> _Task requirements_:
a – Extract the stretch from "The purpose of" through "in the comments!" in the IPython distributed computing tutorial below.
b – Continue the IPython distributed computing tutorial below, starting after its final line.

> _Reading text_:
• • • • • • •
Distributed Computing with IPython

Introduction

The purpose of this post is to give a quick and straight-forward introduction to solving embarrassingly parallel problems in a distributed manner with IPython. If you only want to run parallel code on a single machine, you might want to consider Joblib instead, which has a much simpler interface.

Full disclosure: I’m very much a beginner in both IPython and distributed computing, so don’t take anything in this tutorial for gospel. Any and all constructive criticism is welcome in the comments!

There are already a few tutorials out there which may serve you better, and this is of course not going to be as complete as the IPython parallel documentation, but I hope to help you get up and running as quickly as possible, and in particular also handle the case where at least one of the nodes is running Windows.

Before we begin, here’s a quick word about what IPython actually is, taken from the documentation:

One of Python’s most useful features is its interactive interpreter. It allows for very fast testing of ideas without the overhead of creating test files as is typical in most programming languages. However, the interpreter supplied with the standard Python distribution is somewhat limited for extended interactive use.

The goal of IPython is to create a comprehensive environment for interactive and exploratory computing. To support this goal, IPython has three main components:

  • An enhanced interactive Python shell.
  • A decoupled two-process communication model, which allows for multiple clients to connect to a computation kernel, most notably the web-based notebook.
• • • • • • •
> _Material shown_:
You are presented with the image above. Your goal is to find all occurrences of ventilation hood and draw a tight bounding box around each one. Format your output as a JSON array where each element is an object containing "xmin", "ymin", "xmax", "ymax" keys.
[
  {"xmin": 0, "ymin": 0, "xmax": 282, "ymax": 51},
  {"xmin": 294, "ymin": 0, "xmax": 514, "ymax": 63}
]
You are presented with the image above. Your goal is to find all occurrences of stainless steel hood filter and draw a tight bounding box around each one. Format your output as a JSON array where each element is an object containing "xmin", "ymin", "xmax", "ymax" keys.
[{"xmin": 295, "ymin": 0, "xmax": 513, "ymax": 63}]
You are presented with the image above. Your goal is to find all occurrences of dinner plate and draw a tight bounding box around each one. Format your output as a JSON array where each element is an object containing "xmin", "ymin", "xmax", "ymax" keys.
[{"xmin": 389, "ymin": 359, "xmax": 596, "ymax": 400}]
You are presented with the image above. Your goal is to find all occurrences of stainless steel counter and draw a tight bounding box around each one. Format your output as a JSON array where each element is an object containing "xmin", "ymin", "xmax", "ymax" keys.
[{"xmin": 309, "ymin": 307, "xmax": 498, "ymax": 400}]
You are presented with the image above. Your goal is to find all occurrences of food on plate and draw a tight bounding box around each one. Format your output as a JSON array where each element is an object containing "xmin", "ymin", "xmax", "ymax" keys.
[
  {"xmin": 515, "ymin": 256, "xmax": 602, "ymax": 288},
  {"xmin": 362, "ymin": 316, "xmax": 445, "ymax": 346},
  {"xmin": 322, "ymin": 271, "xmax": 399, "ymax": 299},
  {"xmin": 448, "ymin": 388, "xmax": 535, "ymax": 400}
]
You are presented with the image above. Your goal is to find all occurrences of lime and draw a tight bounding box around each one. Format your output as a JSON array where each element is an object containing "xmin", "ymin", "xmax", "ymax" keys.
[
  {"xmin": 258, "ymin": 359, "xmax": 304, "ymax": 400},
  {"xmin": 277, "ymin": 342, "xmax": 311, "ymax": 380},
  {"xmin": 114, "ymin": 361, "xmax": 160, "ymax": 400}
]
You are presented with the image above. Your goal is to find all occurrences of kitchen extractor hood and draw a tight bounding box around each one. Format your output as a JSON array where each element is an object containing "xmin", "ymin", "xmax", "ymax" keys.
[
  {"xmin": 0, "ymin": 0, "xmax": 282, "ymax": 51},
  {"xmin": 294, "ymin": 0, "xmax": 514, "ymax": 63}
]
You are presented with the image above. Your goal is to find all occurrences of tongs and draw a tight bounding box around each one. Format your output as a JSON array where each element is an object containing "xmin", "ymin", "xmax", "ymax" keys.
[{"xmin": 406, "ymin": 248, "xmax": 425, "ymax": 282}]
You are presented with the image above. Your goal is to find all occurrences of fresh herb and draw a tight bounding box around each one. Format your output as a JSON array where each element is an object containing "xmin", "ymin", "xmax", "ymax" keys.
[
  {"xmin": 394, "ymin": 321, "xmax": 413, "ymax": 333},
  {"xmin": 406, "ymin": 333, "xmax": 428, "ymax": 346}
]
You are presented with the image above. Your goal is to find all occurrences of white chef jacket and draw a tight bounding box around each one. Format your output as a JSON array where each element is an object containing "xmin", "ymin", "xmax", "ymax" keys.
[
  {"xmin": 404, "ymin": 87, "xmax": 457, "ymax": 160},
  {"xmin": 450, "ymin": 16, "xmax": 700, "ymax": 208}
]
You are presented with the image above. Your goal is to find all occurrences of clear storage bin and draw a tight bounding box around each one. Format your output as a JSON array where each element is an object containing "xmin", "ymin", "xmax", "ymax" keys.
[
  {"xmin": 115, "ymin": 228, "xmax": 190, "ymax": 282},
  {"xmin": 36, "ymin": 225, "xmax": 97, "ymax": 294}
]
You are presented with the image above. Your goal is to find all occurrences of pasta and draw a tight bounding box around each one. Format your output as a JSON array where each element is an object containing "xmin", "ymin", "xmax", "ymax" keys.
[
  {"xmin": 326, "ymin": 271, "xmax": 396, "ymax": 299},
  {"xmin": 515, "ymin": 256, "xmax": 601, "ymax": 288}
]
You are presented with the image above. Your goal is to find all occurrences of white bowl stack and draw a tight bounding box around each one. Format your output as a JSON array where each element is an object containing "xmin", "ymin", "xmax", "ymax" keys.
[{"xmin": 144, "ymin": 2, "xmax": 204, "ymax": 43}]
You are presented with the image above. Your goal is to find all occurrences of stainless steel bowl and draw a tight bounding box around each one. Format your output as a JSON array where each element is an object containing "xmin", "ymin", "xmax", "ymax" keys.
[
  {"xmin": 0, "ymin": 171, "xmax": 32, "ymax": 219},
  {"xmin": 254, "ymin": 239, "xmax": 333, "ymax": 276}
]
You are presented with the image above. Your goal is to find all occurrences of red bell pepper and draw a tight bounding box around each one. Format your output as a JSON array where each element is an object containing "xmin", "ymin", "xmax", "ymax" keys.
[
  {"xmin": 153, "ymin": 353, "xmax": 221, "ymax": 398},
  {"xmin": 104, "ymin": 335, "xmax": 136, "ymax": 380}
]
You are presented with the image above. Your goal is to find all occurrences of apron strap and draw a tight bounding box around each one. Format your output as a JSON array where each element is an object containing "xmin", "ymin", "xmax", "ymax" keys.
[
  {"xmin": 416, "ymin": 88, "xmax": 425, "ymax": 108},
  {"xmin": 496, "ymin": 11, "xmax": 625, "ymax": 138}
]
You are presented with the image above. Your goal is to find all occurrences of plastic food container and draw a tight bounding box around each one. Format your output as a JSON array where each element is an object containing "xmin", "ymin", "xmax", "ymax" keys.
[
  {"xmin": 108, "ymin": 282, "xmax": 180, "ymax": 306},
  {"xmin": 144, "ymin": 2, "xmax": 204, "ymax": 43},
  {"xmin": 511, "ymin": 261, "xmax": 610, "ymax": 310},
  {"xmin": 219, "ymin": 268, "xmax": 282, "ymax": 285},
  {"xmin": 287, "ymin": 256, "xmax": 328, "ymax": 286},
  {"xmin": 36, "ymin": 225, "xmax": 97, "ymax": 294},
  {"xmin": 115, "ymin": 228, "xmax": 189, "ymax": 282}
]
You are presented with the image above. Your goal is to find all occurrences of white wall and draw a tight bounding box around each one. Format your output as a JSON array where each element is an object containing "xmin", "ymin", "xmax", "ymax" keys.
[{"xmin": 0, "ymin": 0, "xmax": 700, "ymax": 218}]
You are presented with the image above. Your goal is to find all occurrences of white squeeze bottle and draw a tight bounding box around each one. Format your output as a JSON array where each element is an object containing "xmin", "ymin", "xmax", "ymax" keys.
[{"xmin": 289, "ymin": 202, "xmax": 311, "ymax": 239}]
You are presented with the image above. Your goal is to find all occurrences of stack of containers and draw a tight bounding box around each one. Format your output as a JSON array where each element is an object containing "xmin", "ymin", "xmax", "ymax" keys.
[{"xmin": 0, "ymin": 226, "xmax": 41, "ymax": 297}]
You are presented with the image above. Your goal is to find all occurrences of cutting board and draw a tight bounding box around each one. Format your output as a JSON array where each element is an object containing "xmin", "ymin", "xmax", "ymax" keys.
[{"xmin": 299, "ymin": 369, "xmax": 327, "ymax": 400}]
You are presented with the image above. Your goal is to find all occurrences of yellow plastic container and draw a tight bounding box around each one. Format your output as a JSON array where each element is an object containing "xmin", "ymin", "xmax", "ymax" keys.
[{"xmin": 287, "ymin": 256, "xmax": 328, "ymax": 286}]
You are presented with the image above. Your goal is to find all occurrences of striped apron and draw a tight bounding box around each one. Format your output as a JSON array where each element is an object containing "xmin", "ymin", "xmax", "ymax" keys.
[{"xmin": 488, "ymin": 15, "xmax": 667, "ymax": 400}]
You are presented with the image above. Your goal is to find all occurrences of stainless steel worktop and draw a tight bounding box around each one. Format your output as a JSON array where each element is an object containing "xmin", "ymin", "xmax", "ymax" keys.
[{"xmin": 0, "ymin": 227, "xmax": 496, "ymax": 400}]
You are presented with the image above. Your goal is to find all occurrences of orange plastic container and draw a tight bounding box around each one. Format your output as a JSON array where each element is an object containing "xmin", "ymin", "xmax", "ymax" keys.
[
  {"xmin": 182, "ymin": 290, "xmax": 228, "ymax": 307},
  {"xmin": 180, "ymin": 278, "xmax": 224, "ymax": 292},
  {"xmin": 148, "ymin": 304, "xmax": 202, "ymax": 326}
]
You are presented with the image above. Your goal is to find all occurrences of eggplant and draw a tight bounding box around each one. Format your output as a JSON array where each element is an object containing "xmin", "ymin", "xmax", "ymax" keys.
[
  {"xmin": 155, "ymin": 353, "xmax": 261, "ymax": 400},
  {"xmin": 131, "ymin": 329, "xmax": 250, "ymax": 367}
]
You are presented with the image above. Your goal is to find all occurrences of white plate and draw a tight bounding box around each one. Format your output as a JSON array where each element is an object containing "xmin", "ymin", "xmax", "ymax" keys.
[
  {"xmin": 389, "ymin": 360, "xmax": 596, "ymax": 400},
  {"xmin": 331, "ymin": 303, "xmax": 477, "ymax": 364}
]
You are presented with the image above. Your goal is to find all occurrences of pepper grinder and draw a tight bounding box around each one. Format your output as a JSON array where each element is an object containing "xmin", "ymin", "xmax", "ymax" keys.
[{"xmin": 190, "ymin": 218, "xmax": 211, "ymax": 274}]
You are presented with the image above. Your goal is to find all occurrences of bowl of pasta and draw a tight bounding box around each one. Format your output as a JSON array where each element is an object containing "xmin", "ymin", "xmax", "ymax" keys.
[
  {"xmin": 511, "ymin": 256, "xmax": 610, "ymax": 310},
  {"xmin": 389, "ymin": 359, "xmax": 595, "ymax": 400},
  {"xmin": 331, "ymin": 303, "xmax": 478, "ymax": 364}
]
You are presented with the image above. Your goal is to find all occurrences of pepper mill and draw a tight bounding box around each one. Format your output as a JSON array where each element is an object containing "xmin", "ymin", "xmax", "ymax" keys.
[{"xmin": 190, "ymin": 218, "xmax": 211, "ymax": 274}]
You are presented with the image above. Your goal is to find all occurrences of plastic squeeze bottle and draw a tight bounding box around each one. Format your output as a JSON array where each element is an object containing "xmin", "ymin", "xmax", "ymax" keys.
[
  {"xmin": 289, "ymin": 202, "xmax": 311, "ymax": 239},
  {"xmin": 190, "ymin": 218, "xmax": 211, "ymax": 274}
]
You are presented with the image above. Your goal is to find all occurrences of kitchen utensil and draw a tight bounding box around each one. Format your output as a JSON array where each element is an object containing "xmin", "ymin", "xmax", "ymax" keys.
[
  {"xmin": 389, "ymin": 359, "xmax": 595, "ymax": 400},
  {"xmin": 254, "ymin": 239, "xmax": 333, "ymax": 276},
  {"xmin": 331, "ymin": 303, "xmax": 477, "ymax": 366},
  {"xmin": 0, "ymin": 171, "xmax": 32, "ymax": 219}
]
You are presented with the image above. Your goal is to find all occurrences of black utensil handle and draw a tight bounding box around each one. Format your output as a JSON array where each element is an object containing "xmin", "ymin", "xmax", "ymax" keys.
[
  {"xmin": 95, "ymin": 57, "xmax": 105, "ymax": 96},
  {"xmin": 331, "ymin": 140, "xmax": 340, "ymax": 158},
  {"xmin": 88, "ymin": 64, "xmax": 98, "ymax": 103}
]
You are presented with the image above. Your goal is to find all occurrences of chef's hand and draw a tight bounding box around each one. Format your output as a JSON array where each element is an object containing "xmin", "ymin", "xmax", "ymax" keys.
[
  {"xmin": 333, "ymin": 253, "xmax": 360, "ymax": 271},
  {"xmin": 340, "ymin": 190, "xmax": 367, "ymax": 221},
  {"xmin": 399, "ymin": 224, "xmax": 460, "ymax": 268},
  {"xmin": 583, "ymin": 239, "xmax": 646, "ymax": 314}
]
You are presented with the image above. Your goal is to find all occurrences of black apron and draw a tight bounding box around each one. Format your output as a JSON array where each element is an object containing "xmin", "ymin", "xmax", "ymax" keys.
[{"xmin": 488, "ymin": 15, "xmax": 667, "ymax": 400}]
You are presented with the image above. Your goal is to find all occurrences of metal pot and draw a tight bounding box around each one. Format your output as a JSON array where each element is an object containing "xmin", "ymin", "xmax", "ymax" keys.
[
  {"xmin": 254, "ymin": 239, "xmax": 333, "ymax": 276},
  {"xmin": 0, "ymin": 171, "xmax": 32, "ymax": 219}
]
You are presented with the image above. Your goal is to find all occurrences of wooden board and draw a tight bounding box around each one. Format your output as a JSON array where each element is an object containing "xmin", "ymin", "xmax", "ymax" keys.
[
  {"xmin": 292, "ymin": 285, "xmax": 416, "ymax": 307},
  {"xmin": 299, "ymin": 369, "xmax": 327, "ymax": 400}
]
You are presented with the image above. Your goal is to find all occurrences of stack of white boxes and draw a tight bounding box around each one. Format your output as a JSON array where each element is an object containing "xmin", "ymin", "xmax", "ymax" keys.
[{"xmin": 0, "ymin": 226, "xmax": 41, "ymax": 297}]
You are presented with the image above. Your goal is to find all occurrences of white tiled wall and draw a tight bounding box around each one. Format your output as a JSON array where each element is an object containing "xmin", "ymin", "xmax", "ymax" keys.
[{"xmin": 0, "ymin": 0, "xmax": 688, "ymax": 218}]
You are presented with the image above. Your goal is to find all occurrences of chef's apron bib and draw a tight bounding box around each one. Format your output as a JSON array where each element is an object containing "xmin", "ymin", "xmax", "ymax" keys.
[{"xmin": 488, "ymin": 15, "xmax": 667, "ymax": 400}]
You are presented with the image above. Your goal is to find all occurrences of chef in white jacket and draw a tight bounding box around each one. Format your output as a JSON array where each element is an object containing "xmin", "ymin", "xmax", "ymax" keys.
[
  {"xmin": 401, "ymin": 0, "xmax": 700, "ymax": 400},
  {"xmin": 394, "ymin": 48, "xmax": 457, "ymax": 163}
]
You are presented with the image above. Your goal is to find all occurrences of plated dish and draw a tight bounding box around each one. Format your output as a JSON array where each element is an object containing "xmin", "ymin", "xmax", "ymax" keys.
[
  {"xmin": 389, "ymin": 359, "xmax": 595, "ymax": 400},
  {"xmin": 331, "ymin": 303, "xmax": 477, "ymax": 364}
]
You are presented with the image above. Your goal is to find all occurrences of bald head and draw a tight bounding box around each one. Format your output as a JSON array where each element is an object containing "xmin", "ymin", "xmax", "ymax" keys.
• • • • • • •
> _Answers per task_:
a –
The purpose of this post is to give a quick and straight-forward introduction to solving embarrassingly parallel problems in a distributed manner with IPython. If you only want to run parallel code on a single machine, you might want to consider Joblib instead, which has a much simpler interface.

Full disclosure: I’m very much a beginner in both IPython and distributed computing, so don’t take anything in this tutorial for gospel. Any and all constructive criticism is welcome in the comments!

b –
  • An architecture for interactive parallel computing.

Installation

First things first, you of course need to install IPython on all the machines you want to run it on. See here for the instructions, and make sure to install the dependencies for IPython.parallel as well, which is a bit further down the page. I personally used Enthough Canopyy for installation on windows, homebrew and pip for OS X, and the NueroDebian repositories on Linux. Whatever method you use, make sure to install the same version of IPython on all the computers.

If you wish to run the final example in this tutorial, you’ll also need to install the SciPy stack and scikit-learn, but these are not essential for using IPython for distributed computing.

Set up

Once you’ve installed IPython, the first thing you’ll need to do is create a profile. Run the following command on all the computers you wish to use:

ipython profile create --parallel

This will create a default profile in the subdirectory .ipython/profile_default/ of your home directory, and add the necessary configuration files for creating a cluster. IPython allows you to have multiple profiles, but for simplicity here we’re going to assume you want the cluster profile to be your default. You can read more about IPython profiles if you wish.

At this point it is useful for us to introduce a bit of terminology. A controller node is the computer you want to run the computations from, and an engine node is a computer you want to run computations on. A node can be both a controller and an engine, but there should only be one controller in the cluster.

So with that in mind, let’s run the following command on the controller node:

ipcontroller --reuse --ip=*

If you run into any connection problems later on in this tutorial, try substituting your controller’s external IP address for * in the above command. This address will of course need to be accessible by all engine nodes.

The above command will create some files in .ipython/profile_default/security/. Copy those files to the same directory on your engine nodes. This is the reason we gave the --reuse flag to ipcontroller, without it you would need to copy these files over every time you wanted to start up your cluster. Note that this may have some negative security implications if you’re not on a trusted network, in which case you probably want to read the IPython documentation on the matter.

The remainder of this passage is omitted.